=== ФРАГМЕНТ ТЕКСТА ===
· · ·
Поэт и быт
Поэт и быт
Марина Ивановна Цветаева. Из письма В. Ф. Булгакову. Париж, 2 января 1926 г.:
Быт, это непреображенная вещественность. До этой формулы, наконец, добралась, ненависть довела Но как же поэт, преображающий все?.. Нет, не все, — только то, что любит. А любит — не все. Так, дневная суета, например, которую ненавижу, для меня — быт. Для другого — поэзия. И ходьба куда-нибудь на край света (который обожаю!), под дождем (который обожаю!) для меня поэзия. Для другого — быт. Быта самого по себе нет. Он возникает только с нашей ненавистью. Итак, вещественность, которую ненавидишь, — быт. Быт: ненавидимая видимость [9; 9–10].
Ариадна Сергеевна Эфрон. Из письма М. С. Булгаковой. 1968 г.:
Мама не любила хозяйства, так как оно прожорливо — пожирает время, не оставляя ничего взамен, ничего существенного, тем более — вечного: еда съедается и требуется новая; чистая посуда вновь требует мытья; белье — стирки, чулки — штопки и т. д. Но умела делать мама все необходимое, и это необходимое делала, всегда преодолевая внутреннее сопротивление этой трате времени. Она топила наши po?le-godin[18], готовила еду (примус — вечный спутник наших поездок), стирала. <…>
В одном из стихотворений цикла «Стол» мама говорит о том, что «счетом ложек Создателю — не воздашь», и таково было ее глубокое внутреннее отношение к быту — библейское отношение! Ибо в Евангельской притче говорится о том, что талант в землю зарывать нельзя. И она всегда знала, что с нее Создатель спросит не «счет ложек», а главное: что она сделала с ей данным, с ей заданным. А к заданному тот же Создатель навесил нищету, трудный быт и вообще всегда трудную долю: замужней женщины, матери [5; 174–175].
Эмилий Львович Миндлин:
Вероятно, царица (если б своенравность судьбы заставила царицу стирать) стирала бы, как она, не наклоняясь над тазом с въедчивой мыльной пеной и ни в малость не унижаясь нецарским трудом. Она оставалась равной себе — и выше всякой возможности унижения. Она не стирала — рубашка сама простирывалась в мыльной теплой воде, а Цветаева только присутствовала. Не по-женски она пришивала пуговицы и не по-женски вдевала в игольное ушко драгоценную в бедное время нитку. Ей надобно было только повелеть послушной иголке с ниткой, чтоб иголка не баловала, чтоб шила себе, как сказано, задано, велено ей Мариной.
· · ·
=== ИСХОДНЫЕ ЗАПИСИ ===
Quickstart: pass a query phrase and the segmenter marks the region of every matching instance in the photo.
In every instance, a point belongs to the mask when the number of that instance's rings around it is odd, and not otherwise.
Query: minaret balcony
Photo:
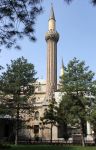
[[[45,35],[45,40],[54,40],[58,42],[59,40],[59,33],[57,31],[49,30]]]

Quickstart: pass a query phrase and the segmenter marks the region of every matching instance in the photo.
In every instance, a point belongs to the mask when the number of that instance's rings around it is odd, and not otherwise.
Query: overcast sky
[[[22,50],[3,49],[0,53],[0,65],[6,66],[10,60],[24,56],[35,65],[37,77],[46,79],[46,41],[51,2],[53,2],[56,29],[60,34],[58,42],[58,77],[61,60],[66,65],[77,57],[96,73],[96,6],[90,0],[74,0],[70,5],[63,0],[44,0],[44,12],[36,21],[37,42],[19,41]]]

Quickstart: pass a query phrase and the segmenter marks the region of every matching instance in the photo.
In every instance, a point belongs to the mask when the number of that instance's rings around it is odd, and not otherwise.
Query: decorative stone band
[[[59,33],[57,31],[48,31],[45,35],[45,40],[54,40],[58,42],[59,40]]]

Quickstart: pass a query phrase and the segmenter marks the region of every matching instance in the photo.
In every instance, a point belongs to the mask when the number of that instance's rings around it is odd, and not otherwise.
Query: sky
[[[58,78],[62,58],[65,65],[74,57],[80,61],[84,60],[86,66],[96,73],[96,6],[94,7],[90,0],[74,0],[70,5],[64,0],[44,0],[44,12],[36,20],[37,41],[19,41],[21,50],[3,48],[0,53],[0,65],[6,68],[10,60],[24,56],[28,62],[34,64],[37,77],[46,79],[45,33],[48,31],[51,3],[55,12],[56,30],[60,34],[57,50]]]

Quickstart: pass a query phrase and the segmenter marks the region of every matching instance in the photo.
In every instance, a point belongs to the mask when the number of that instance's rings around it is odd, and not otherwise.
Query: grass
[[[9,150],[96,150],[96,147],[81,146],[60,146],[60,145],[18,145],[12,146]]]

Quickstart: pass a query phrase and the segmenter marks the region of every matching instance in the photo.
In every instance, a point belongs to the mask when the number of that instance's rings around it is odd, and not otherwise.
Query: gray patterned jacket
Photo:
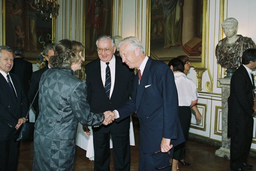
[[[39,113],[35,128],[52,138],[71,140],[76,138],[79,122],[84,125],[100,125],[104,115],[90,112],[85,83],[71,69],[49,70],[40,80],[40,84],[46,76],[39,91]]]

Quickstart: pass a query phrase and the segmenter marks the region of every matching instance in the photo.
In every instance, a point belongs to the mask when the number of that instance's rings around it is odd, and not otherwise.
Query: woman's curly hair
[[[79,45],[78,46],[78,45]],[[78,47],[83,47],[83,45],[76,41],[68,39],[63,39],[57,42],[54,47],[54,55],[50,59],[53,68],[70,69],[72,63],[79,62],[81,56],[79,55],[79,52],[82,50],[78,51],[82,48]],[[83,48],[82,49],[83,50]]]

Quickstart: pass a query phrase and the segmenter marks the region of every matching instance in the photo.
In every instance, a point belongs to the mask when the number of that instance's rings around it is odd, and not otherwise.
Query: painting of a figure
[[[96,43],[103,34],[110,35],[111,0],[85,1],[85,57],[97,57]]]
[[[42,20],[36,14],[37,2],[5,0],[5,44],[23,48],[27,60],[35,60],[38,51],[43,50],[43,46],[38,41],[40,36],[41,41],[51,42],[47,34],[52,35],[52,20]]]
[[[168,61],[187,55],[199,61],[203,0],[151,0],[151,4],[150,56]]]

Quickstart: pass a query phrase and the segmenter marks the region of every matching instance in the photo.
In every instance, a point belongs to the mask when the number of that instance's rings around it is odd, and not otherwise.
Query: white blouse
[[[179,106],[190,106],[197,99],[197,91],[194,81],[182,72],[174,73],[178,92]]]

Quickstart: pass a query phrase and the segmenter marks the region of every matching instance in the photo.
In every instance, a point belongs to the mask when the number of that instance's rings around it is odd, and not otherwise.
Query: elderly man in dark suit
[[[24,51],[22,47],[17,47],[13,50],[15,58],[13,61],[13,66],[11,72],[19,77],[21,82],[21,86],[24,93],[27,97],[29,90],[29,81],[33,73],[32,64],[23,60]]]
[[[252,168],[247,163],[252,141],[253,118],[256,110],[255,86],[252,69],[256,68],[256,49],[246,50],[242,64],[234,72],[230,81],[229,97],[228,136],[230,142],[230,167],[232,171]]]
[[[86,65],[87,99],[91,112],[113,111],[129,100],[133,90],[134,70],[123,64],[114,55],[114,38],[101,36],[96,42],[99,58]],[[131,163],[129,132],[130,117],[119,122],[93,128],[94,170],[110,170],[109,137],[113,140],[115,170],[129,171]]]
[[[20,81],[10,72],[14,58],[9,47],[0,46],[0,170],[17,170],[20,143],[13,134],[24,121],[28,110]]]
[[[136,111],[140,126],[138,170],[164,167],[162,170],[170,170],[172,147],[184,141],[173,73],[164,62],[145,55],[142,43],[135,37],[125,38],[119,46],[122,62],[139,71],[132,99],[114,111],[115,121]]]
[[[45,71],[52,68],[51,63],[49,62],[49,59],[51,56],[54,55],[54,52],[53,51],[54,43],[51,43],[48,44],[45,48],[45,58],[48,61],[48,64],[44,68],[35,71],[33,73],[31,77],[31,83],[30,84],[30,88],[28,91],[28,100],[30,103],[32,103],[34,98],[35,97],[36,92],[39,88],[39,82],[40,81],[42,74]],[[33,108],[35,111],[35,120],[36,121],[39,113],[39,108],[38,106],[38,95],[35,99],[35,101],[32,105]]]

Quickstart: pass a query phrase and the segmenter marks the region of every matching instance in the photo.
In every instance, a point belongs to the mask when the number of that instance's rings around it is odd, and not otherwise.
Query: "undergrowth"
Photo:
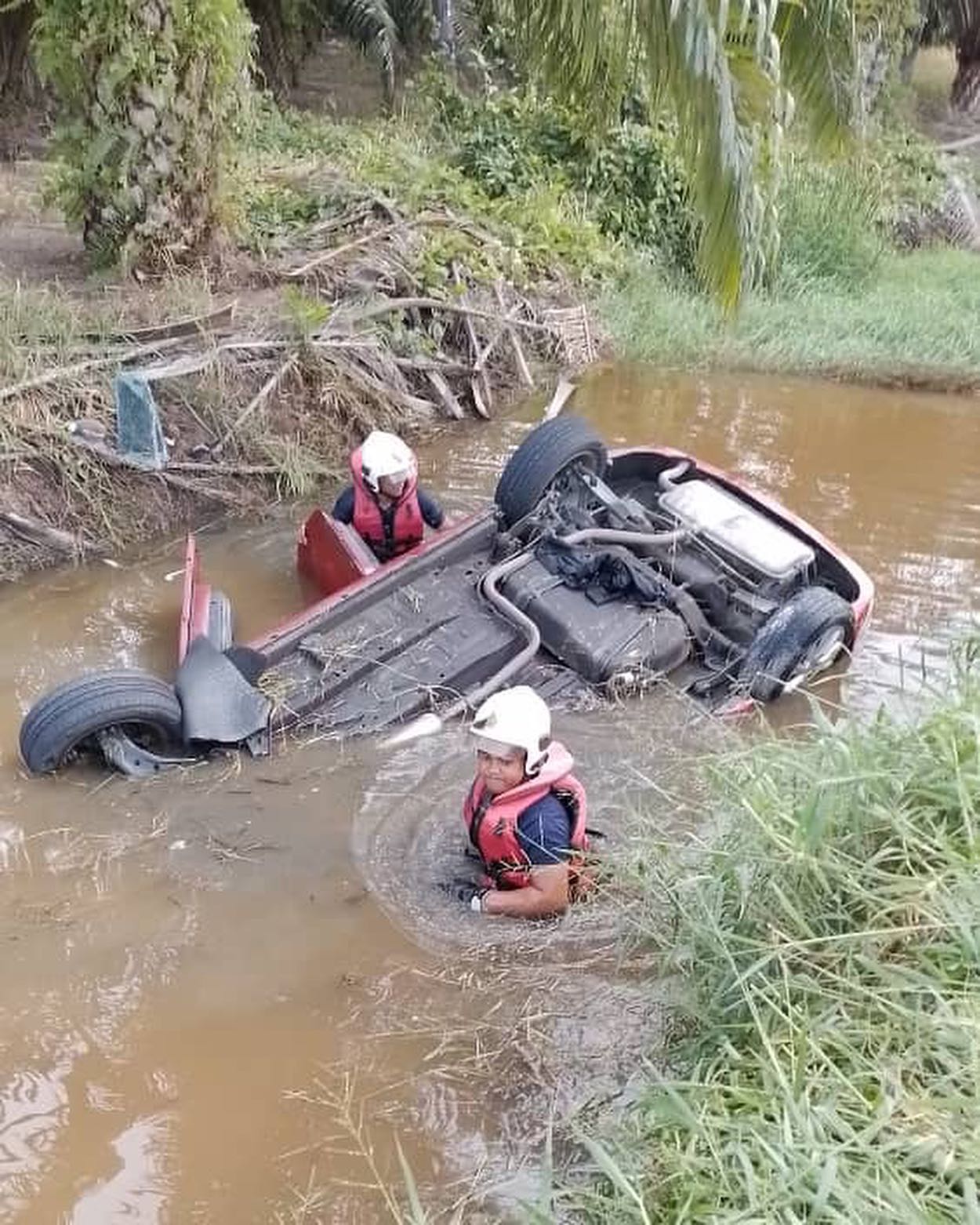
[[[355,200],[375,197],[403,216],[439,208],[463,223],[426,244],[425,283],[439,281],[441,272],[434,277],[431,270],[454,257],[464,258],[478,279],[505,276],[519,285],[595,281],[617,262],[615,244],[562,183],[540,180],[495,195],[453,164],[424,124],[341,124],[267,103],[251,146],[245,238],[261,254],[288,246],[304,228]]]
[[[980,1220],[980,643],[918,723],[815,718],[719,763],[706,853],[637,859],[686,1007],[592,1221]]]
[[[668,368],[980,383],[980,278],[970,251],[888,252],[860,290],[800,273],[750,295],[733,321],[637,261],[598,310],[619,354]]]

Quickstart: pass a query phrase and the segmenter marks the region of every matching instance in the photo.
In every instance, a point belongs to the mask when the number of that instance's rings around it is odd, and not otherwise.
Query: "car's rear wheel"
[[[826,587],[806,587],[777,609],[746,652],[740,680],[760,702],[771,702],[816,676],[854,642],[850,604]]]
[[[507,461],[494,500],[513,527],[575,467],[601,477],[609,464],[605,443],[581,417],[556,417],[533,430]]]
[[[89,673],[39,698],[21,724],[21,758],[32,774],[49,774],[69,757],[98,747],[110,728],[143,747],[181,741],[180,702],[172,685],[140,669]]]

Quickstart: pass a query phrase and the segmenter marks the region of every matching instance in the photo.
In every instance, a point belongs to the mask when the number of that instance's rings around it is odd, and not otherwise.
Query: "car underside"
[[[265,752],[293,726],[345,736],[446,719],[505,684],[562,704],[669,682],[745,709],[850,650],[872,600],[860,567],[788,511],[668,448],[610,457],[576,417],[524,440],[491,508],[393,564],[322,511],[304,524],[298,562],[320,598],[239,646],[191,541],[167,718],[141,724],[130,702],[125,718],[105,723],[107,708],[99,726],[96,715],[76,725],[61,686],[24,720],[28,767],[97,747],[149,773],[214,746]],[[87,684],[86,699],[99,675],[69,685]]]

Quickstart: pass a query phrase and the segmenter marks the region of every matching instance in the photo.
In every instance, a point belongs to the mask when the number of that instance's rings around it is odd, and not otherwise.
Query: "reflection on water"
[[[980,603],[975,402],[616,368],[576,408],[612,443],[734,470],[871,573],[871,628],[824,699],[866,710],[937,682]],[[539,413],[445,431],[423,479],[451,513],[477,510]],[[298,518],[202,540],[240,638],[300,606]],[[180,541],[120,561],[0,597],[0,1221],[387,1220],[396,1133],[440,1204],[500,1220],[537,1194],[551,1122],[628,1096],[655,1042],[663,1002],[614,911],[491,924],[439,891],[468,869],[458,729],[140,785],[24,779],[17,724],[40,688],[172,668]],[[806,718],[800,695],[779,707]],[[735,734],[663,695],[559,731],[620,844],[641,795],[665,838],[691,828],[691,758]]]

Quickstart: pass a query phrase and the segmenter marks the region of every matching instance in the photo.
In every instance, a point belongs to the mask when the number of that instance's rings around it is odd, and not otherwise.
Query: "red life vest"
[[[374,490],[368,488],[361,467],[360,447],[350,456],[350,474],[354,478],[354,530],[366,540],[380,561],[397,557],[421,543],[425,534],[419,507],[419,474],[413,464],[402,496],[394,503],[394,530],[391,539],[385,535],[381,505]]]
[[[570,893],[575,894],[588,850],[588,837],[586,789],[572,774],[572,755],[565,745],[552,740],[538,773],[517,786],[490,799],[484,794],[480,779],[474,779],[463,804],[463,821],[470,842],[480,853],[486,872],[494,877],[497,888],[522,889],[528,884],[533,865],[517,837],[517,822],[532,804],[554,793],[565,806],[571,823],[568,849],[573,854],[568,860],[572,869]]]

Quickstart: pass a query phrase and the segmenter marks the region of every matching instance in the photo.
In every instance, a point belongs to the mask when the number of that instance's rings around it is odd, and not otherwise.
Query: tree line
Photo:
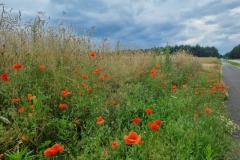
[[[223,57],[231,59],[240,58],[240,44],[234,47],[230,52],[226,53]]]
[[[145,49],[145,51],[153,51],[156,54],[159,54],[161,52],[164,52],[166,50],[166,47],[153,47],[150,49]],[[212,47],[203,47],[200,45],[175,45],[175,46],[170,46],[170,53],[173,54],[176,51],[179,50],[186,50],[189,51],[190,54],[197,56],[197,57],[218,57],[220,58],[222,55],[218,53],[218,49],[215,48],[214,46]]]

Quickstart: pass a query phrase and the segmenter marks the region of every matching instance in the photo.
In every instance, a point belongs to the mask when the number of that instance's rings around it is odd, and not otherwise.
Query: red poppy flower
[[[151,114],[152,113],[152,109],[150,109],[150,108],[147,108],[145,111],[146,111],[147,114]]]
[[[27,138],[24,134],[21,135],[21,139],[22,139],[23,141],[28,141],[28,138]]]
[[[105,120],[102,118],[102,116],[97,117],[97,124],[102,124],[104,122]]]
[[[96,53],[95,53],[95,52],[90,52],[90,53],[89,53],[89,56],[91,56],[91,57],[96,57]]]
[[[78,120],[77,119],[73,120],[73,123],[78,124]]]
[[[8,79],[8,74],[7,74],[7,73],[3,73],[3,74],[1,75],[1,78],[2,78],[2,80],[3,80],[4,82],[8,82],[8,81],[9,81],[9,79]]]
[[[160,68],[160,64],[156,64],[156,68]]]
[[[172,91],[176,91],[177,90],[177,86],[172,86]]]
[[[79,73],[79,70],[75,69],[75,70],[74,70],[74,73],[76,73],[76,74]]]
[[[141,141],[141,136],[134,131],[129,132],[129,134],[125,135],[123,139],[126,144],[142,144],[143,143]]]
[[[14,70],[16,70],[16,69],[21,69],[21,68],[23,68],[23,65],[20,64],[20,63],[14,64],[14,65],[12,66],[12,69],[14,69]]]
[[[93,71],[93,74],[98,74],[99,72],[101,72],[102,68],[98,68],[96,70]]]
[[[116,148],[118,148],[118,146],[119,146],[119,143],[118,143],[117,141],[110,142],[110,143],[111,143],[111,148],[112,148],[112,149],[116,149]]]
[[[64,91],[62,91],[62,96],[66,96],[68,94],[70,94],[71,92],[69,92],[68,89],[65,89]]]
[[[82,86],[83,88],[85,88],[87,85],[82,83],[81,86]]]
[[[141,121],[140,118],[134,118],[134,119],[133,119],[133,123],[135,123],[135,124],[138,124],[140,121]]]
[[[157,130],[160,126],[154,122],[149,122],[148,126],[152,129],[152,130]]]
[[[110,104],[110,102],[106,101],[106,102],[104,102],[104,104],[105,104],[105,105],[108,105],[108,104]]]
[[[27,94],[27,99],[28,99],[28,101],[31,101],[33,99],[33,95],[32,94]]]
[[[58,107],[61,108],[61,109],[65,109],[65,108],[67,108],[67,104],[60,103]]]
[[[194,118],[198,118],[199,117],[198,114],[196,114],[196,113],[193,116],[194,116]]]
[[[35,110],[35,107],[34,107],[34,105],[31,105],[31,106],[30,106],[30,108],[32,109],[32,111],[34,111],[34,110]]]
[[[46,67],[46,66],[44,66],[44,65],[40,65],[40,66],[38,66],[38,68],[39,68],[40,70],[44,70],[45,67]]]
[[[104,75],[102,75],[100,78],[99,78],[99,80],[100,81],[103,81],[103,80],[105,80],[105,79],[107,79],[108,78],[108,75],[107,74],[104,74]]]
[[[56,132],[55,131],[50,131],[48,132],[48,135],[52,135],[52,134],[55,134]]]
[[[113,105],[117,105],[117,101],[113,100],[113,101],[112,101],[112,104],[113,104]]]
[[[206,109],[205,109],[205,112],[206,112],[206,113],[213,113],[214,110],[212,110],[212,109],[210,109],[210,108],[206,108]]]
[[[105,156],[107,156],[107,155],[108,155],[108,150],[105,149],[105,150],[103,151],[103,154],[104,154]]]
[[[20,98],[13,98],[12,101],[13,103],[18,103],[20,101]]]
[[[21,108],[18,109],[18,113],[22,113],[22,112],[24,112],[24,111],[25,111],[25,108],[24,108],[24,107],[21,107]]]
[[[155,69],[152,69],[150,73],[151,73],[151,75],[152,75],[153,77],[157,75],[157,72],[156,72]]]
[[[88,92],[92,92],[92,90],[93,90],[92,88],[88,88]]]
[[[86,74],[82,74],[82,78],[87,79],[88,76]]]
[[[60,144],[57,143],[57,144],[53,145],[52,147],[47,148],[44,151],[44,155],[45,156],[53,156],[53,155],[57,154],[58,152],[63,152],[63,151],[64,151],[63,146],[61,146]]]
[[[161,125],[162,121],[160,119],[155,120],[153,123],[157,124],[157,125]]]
· · ·
=== ЦЕЛЬ ЗАДАНИЯ ===
Как перевести на английский язык предложение «Она оставалась равной себе — и выше всякой возможности унижения.» из текста «Поэт и быт»?

=== ОТВЕТ К ЗАДАНИЮ ===
She remained equal to herself, and above any possibility of humiliation.